§ **指示内容**
文書の抜粋にある「Thread Groupは2014年中に、メンバー企業に向けてロイヤルティーフリーのプロトコルをリリースする予定だという。」という一文を英語に翻訳してください。

§ **文書の抜粋**
Nest Labsがホームオートメーションに向けたプロトコル「Thread」への取り組みを本格化させている。モノのインターネット(IoT)市場は、成長が著しいが故に断片化も進んでいて、そうした状況を打破すべく標準化の取り組みが始まっている。Threadはそのうちの1つだ。

» 2014年07月17日 19時05分 公開
[Rick MerrittEE Times]

 Google傘下のNest Labsは、Googleに32億米ドルで買収される前から、自社製品を低消費電力のメッシュネットワークプロトコル「Thread」に対応させるべく、着々と取り組みを進めてきた。今後そのThreadを、ホームオートメーション機器に向けた業界標準として確立していきたい考えだ。

 Nest Labsは、Threadの普及を推進する業界団体「Thread Group」を設立し、ARMやFreescale Semiconductor、Silicon Labs、Samsung Electronicsなどをメンバー企業として抱えている。Thread Groupは2014年中に、メンバー企業に向けてロイヤルティーフリーのプロトコルをリリースする予定だという。

§ **データ抜粋**

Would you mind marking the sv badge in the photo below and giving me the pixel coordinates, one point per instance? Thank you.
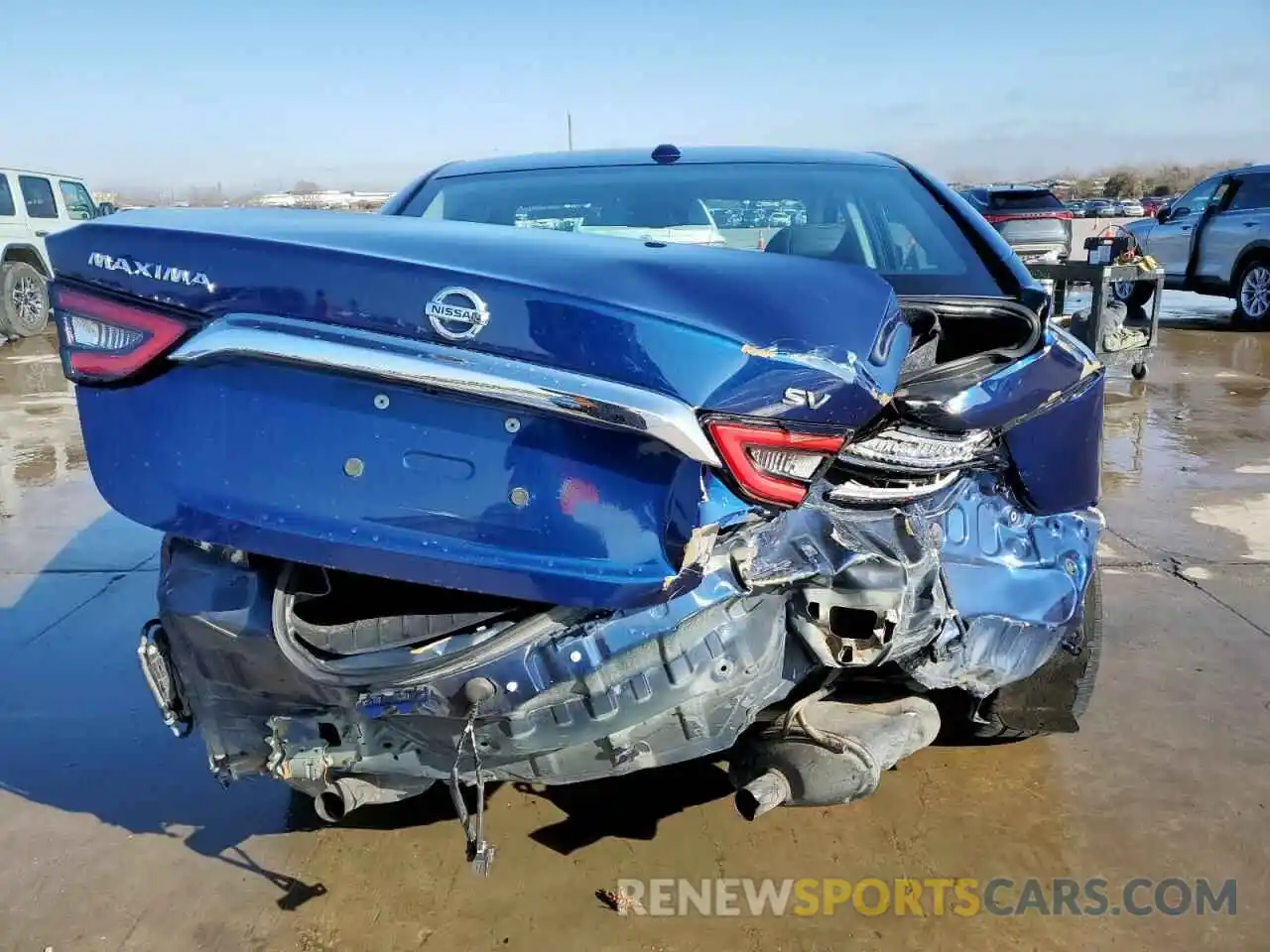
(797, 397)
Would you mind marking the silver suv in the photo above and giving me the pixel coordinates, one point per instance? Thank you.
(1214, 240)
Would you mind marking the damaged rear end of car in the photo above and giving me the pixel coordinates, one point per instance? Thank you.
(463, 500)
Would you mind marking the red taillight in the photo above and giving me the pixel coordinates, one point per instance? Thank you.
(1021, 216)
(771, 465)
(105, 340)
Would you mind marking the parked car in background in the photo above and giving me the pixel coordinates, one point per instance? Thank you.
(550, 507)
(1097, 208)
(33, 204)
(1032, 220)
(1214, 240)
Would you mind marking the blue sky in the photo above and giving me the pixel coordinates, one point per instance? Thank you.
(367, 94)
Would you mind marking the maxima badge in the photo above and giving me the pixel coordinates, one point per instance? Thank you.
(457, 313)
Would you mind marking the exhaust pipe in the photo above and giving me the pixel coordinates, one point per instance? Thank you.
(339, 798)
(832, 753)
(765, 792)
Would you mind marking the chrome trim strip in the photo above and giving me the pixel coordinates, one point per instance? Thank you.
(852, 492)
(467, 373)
* * *
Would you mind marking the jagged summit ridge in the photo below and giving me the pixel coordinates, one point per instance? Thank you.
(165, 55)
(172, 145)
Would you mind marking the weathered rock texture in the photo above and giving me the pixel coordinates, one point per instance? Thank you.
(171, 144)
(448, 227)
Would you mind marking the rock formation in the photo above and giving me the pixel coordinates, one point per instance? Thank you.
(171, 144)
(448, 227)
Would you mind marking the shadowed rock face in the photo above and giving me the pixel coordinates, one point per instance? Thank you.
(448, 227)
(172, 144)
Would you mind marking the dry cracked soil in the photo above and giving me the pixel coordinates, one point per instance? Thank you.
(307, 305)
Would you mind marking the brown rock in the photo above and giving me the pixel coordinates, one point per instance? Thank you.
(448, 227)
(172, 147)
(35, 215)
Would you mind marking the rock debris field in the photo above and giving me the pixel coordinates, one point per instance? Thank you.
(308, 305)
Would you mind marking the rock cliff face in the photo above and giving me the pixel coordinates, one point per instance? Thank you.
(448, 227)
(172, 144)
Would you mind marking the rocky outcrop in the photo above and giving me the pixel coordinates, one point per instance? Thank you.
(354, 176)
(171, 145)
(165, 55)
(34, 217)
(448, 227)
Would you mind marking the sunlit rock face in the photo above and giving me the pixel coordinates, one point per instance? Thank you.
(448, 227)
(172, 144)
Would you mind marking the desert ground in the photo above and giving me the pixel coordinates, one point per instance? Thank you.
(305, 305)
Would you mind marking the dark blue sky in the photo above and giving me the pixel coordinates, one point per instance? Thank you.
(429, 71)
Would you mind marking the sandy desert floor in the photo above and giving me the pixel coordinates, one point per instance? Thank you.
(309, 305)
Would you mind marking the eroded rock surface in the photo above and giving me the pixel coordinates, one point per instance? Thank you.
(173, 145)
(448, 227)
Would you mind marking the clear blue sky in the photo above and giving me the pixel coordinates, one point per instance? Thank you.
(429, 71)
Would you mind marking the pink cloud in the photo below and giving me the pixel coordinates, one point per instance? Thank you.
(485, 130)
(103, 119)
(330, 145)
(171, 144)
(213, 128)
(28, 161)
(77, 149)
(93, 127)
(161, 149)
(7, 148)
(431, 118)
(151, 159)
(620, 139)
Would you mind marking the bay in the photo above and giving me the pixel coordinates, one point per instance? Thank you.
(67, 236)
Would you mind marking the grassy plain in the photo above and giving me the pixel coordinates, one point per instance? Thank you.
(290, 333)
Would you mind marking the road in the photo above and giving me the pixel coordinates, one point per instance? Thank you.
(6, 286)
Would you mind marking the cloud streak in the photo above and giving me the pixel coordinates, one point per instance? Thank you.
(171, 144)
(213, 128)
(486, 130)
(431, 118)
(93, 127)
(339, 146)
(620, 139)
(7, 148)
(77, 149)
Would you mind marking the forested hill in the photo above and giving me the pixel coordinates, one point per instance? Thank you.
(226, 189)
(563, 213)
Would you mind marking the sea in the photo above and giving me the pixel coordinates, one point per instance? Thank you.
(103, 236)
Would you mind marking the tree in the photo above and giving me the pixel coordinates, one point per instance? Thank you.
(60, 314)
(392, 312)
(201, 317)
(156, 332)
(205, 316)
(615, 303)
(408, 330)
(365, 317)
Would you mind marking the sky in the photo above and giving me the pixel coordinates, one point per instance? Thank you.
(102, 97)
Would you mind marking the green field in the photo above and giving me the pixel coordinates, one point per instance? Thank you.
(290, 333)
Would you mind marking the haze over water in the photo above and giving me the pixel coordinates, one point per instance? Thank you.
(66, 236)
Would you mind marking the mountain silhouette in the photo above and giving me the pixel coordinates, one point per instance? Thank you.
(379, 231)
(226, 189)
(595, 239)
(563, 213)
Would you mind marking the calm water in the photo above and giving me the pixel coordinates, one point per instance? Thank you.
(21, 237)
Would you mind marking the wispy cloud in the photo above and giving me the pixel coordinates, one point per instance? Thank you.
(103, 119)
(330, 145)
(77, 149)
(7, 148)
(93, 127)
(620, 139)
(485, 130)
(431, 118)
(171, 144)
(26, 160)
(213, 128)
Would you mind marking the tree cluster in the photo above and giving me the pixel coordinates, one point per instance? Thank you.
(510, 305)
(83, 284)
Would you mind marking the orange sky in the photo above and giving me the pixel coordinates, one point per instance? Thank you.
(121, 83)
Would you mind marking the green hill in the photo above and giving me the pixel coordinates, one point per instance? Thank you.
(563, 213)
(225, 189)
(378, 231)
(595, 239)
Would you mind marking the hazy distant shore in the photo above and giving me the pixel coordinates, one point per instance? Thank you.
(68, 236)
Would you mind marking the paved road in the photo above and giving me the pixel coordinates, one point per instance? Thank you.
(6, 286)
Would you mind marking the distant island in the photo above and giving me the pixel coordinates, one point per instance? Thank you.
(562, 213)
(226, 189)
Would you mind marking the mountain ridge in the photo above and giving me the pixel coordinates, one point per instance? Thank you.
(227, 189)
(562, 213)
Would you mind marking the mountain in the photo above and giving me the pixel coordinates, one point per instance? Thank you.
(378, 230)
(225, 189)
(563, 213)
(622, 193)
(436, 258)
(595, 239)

§ **正しい出力**
Thread Group reportedly plans to release a royalty-free protocol to its member companies during 2014.